Task instructions: Condense the paragraph that begins "As the forecasts appear reasonable" in the passage on PNFP's provision expense into a short bulleted list that keeps its main facts.

Supplied passage below:

Provision Expense Likely to Decline Due to Easing of Pressure from Economic Factors
PNFP’s provision expense declined to $68 million in the second quarter from $100 million in the first quarter of 2020. Company management used GDP and unemployment forecasts to determine the provisioning requirement for the second quarter. The following table from the presentation shows the forecasts the management incorporated in both the first and second quarter’s loan loss reserves.
As the forecasts appear reasonable under the current environment, I’m expecting the contribution of economic factors to future provision expense will likely remain subdued. On the other hand, portfolio changes and the worsening of the credit quality of existing portfolios will likely drive provision expense. PNFP has high exposure to COVID-19-sensitive industries, including hotels, retail, and restaurants, which made up 22% of total loans at the end of the last quarter, as mentioned in the presentation. Moreover, according to details given in the earnings release, PNFP has deferred payments on 20% of total loans. The high proportion of loan deferrals shows that PNFP is facing substantial credit risk.

End of Supplied passage.
Data shown below:

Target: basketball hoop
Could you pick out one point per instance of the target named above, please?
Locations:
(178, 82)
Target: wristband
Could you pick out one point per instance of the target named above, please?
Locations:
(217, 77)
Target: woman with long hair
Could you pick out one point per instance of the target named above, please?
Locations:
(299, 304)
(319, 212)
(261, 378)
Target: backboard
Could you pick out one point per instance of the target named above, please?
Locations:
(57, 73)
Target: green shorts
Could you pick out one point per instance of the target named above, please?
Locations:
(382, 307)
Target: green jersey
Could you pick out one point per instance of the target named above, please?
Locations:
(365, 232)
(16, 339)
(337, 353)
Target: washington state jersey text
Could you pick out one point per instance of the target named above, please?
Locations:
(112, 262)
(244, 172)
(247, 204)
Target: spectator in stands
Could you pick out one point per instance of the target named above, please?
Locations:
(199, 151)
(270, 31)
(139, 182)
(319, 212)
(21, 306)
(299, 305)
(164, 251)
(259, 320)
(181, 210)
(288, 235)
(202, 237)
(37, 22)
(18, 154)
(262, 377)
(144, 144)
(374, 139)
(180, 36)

End of Data shown.
Data shown below:

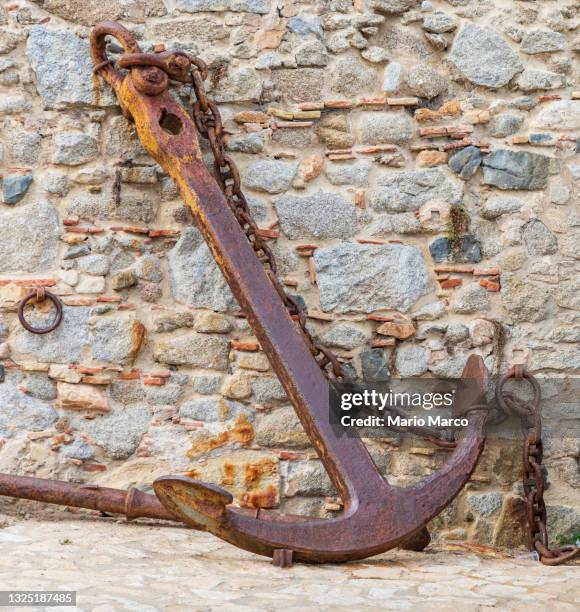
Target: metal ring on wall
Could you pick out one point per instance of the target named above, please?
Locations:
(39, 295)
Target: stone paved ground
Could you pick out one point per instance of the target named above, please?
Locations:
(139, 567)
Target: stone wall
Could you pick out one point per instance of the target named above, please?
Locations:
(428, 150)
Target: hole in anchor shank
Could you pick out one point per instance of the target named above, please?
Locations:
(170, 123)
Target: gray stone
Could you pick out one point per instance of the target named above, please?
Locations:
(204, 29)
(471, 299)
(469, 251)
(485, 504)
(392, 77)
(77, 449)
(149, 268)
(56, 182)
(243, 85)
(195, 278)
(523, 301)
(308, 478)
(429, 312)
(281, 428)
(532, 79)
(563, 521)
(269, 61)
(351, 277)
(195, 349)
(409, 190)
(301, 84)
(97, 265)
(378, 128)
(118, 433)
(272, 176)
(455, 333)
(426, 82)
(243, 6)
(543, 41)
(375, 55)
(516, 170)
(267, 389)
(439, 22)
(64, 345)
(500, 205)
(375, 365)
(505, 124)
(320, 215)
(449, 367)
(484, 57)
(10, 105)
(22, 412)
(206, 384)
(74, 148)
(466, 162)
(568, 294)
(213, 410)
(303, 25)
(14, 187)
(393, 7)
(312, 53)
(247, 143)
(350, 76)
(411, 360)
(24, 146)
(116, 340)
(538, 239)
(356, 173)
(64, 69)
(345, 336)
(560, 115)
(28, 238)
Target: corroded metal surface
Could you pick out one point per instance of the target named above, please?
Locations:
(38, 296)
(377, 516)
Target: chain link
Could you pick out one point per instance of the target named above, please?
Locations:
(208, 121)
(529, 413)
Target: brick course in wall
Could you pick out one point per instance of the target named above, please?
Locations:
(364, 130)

End of Data shown.
Data shown below:

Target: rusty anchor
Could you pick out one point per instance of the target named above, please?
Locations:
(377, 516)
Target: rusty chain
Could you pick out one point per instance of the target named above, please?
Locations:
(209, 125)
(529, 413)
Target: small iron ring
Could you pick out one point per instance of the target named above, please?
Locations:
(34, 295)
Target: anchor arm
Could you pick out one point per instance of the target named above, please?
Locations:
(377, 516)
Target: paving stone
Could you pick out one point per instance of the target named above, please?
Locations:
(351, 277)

End of Data shown.

Result:
- With reasonable forecasts, economic factors will likely add little to future provision expense.
- Portfolio changes and worsening credit quality in existing portfolios will likely drive provision expense instead.
- Hotels, retail, and restaurants, all sensitive to COVID-19, made up 22% of total loans at the end of the last quarter.
- PNFP has deferred payments on 20% of total loans, which shows substantial credit risk.